▶ [Written task 1]:
In the Fast and Furious text, what flaws does the Fortune investigation say the public case against Voth and his colleagues is full of?
▶ [Written task 2]:
Reproduce the portion of the Fast and Furious text starting with "And one further" and going on through "to be legal.".
▶ [Written task 3]:
Answer these questions from the Fast and Furious text:
(a) How many law-enforcement agents directly involved in Fast and Furious told Fortune that the ATF had no tactic of letting guns walk?
(b) What did those agents say hamstrung their efforts to seize weapons?
(c) How many pages of confidential ATF documents did Fortune review?

▶ [Excerpted text]:
"""
As Katherine Eban documents in her extensive investigation for Fortune, this is not what happened. Read the whole thing. But here is the takeaway:
Quite simply, there’s a fundamental misconception at the heart of the Fast and Furious scandal. Nobody disputes that suspected straw purchasers under surveillance by the ATF repeatedly bought guns that eventually fell into criminal hands. Issa and others charge that the ATF intentionally allowed guns to walk as an operational tactic. But five law-enforcement agents directly involved in Fast and Furious tell Fortune that the ATF had no such tactic. They insist they never purposefully allowed guns to be illegally trafficked. Just the opposite: They say they seized weapons whenever they could but were hamstrung by prosecutors and weak laws, which stymied them at every turn.
Indeed, a six-month Fortune investigation reveals that the public case alleging that [ATF agent Dave] Voth and his colleagues walked guns is replete with distortions, errors, partial truths, and even some outright lies. Fortune reviewed more than 2,000 pages of confidential ATF documents and interviewed 39 people, including seven law-enforcement agents with direct knowledge of the case.
And one further note:
Irony abounds when it comes to the Fast and Furious scandal. But the ultimate irony is this: Republicans who support the National Rifle Association and its attempts to weaken gun laws are lambasting ATF agents for not seizing enough weapons—ones that, in this case, prosecutors deemed to be legal.
"""
Data listing:
"""
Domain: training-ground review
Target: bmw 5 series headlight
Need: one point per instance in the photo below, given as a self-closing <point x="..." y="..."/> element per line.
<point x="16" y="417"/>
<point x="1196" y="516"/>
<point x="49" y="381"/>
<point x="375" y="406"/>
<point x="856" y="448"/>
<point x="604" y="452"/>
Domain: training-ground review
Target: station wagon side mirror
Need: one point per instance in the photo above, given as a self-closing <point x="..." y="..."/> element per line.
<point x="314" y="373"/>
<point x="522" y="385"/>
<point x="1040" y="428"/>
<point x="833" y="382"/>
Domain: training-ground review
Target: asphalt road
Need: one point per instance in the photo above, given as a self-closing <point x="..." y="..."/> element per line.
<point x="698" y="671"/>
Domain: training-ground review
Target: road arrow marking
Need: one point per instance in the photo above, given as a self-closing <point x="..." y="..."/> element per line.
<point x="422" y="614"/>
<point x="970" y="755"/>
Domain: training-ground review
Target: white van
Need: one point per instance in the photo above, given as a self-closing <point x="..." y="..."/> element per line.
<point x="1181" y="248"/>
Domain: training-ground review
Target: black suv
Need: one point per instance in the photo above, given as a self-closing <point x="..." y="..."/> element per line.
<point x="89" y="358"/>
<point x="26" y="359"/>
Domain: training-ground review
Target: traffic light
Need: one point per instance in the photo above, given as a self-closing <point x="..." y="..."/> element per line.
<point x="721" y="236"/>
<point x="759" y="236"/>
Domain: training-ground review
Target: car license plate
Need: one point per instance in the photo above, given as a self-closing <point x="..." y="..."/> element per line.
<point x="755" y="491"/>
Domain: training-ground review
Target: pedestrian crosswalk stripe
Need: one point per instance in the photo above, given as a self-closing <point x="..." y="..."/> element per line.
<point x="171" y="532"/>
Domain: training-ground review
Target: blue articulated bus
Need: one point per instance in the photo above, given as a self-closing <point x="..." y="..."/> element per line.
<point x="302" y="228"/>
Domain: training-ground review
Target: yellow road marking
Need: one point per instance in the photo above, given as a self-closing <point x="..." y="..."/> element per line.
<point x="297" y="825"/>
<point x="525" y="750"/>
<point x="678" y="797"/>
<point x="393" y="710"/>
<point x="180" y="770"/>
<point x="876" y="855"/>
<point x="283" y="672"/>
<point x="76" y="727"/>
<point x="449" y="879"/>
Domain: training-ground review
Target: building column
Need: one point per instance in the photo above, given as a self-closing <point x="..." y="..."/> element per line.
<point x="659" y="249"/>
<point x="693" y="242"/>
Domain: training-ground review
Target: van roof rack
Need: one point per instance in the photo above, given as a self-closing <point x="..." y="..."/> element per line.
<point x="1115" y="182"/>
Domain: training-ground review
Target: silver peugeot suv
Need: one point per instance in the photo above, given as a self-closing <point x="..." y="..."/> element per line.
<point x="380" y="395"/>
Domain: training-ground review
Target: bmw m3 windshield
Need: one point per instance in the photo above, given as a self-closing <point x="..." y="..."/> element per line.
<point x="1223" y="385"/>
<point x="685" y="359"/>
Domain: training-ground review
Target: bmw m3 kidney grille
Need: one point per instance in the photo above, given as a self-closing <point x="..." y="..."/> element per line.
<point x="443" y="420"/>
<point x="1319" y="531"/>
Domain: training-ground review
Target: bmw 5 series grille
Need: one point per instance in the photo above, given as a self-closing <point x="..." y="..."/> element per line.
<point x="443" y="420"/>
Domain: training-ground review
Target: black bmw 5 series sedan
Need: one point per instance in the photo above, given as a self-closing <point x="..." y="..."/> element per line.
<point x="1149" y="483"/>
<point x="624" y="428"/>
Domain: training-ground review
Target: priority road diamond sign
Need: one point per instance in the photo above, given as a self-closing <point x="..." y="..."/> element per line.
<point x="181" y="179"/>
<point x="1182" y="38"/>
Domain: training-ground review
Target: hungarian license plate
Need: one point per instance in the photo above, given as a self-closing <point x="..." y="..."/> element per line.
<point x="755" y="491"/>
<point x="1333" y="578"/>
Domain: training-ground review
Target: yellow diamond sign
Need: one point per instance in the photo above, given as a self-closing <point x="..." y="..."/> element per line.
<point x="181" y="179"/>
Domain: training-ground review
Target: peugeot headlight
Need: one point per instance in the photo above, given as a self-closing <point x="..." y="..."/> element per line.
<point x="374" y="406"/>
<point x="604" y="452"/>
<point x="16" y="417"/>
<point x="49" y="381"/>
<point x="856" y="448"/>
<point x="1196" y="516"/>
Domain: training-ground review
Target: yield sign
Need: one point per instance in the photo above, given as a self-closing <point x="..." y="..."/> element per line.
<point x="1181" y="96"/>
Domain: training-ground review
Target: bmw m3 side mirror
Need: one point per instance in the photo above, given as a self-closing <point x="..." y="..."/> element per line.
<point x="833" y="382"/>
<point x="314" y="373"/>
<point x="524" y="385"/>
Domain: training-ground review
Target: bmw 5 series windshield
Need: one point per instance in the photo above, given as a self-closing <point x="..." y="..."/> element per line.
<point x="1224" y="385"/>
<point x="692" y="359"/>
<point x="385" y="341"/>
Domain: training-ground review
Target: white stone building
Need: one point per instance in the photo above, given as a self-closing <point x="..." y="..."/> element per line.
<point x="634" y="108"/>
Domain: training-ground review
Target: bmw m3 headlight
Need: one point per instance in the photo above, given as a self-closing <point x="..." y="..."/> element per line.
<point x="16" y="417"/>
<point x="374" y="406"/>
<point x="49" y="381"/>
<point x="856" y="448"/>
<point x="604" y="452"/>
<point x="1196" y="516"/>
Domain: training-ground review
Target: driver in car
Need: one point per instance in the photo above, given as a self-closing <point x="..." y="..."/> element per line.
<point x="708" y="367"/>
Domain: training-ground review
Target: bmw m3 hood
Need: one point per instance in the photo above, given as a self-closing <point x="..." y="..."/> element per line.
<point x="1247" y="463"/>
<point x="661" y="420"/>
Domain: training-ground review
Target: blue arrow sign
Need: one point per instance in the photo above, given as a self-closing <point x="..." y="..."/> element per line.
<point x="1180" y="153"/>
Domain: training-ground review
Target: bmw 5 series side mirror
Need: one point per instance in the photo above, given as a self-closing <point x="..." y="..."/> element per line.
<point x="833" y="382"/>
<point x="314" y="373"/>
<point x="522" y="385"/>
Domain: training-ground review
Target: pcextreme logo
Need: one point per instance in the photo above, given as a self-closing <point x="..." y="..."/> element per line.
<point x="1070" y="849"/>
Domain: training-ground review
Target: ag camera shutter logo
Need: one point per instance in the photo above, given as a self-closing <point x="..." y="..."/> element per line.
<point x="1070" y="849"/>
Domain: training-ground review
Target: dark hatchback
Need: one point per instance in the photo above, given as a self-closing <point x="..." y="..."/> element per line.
"""
▶ [Expected output 1]:
Distortions, errors, partial truths, and some outright lies.

▶ [Expected output 2]:
And one further note:
Irony abounds when it comes to the Fast and Furious scandal. But the ultimate irony is this: Republicans who support the National Rifle Association and its attempts to weaken gun laws are lambasting ATF agents for not seizing enough weapons—ones that, in this case, prosecutors deemed to be legal.

▶ [Expected output 3]:
(a) Five.
(b) Prosecutors and weak laws.
(c) More than 2,000.